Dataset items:
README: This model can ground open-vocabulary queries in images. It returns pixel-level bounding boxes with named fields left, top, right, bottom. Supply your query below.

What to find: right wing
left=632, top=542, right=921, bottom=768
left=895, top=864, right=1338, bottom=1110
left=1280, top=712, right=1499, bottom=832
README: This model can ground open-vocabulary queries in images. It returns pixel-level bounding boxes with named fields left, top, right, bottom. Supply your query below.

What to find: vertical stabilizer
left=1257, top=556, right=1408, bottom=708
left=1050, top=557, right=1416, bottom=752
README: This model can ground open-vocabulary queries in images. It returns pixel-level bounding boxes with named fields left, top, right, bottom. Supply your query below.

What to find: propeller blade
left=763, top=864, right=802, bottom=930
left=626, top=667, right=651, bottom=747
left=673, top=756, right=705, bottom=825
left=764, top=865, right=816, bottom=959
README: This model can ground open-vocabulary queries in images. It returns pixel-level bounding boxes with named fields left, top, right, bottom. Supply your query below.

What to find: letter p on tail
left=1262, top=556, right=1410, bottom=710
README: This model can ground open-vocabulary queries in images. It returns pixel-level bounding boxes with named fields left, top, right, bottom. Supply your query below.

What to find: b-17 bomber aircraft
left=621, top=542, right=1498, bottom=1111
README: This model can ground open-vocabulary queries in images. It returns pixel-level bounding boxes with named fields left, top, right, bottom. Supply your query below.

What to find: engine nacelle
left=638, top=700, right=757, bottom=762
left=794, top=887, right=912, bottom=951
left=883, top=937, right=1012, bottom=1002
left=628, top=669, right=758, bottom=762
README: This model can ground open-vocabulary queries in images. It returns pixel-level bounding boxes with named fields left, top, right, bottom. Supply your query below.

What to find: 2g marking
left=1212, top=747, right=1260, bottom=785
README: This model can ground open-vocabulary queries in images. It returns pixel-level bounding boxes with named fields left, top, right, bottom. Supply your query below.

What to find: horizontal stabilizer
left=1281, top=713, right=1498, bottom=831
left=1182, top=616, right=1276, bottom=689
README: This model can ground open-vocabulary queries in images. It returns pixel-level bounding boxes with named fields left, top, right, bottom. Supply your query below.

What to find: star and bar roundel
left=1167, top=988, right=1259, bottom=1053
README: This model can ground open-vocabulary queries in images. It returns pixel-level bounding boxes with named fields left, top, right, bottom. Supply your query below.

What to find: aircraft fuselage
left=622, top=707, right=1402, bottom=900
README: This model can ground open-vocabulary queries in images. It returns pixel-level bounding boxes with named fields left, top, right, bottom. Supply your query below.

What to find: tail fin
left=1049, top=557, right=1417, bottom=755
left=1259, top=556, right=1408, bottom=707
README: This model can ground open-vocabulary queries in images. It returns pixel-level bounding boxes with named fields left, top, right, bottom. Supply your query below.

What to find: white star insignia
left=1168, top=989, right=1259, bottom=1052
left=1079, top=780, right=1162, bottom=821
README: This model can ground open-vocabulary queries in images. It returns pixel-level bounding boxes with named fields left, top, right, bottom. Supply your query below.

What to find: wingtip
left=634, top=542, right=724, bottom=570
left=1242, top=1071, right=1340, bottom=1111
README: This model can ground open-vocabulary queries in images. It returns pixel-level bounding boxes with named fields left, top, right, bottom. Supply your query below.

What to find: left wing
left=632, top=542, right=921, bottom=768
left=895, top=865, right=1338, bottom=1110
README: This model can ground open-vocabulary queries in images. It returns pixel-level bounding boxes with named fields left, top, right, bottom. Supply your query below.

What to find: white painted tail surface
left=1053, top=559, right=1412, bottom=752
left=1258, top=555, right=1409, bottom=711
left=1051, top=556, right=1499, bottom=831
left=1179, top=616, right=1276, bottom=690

Required work |
Faithfully reproduce all of the records, character for character.

Finished task |
README: This model can ground open-vocabulary queries in images. It returns pixel-level bounding boxes with named fields left, top, right, bottom. Supply your query below.

What to find: right wing
left=632, top=542, right=921, bottom=768
left=895, top=864, right=1338, bottom=1110
left=1280, top=712, right=1499, bottom=832
README: This model can ground open-vocabulary queries in images. It returns pixel-level bounding boxes with named fields left, top, right, bottom. Supply your query below.

What to find: vertical stabilizer
left=1257, top=556, right=1408, bottom=708
left=1050, top=557, right=1416, bottom=752
README: This model can ground open-vocabulary queries in images. It returns pixel-level bounding boxes with named fields left, top, right, bottom. Supply your query below.

What to find: propeller blade
left=763, top=864, right=802, bottom=930
left=626, top=667, right=651, bottom=747
left=673, top=756, right=705, bottom=825
left=764, top=865, right=816, bottom=959
README: This model can ground open-vocabulary queries in images. It returns pixel-level bounding boxes with named fields left, top, right, bottom. Supply your query below.

What to find: letter p on tail
left=1262, top=556, right=1410, bottom=710
README: This model can ground open-vocabulary queries in images. It returns pixel-level bounding boxes with named fields left, top, right, bottom. Supply your query below.

What to find: b-17 bomber aircraft
left=621, top=542, right=1498, bottom=1111
README: This model can ground open-vocabulary queries in images. It returns pixel-level bounding boxes with named fields left, top, right, bottom. Supply your query below.

What to find: engine nacelle
left=638, top=700, right=757, bottom=762
left=794, top=887, right=912, bottom=951
left=883, top=937, right=1012, bottom=1002
left=628, top=669, right=758, bottom=762
README: This model can ground open-vocabulary queries in images. It returns pixel-level bounding boxes with named fields left, top, right, bottom. Supply your query below.

What to find: 2g marking
left=1212, top=747, right=1260, bottom=785
README: This model can ground open-vocabulary queries in images. It returns pixel-level bounding boxes with named fields left, top, right, bottom. Supply your query below.

What to find: horizontal stabilizer
left=1281, top=713, right=1498, bottom=831
left=1182, top=616, right=1276, bottom=689
README: This model can ground open-vocabulary queries in images. It returns pixel-level bounding boxes with named fields left, top, right, bottom. Supply your query below.

What to find: star and bar roundel
left=1167, top=988, right=1259, bottom=1053
README: This model can ground open-vocabulary queries in images. It returns pixel-level bounding boxes with named fields left, top, right, bottom. Supply your query below.

What to find: aircraft fuselage
left=622, top=707, right=1402, bottom=900
README: This model can ground open-vocabulary queries in images. It returns pixel-level bounding boxes with named fields left, top, right, bottom. Supply your query below.

What to find: tail fin
left=1049, top=557, right=1417, bottom=755
left=1259, top=556, right=1408, bottom=707
README: This model can ground open-vocabulary queries in images. It returns pixel-level bounding boxes with named fields left, top, right, bottom. Supply your query below.

What to find: white star insignia
left=1168, top=989, right=1259, bottom=1052
left=1079, top=780, right=1162, bottom=821
README: This model can ground open-vocabulary queries in images. It returns pixel-level bounding boxes with named fields left, top, right, bottom. Supply your query below.

What to find: wingtip
left=634, top=542, right=724, bottom=570
left=1242, top=1071, right=1340, bottom=1111
README: This model can ground open-vocabulary queries in images. It returns pixel-level bounding boxes with named fields left, top, right, bottom. Supply your query below.

What to find: left wing
left=632, top=542, right=921, bottom=768
left=895, top=865, right=1338, bottom=1110
README: This model can ground open-vocabulary queries in images. It returns pixel-level bounding boxes with named fields left, top, right, bottom. Supply your query below.

What to find: white painted tail surface
left=1053, top=559, right=1412, bottom=752
left=1258, top=555, right=1409, bottom=711
left=1051, top=556, right=1499, bottom=831
left=1179, top=616, right=1276, bottom=690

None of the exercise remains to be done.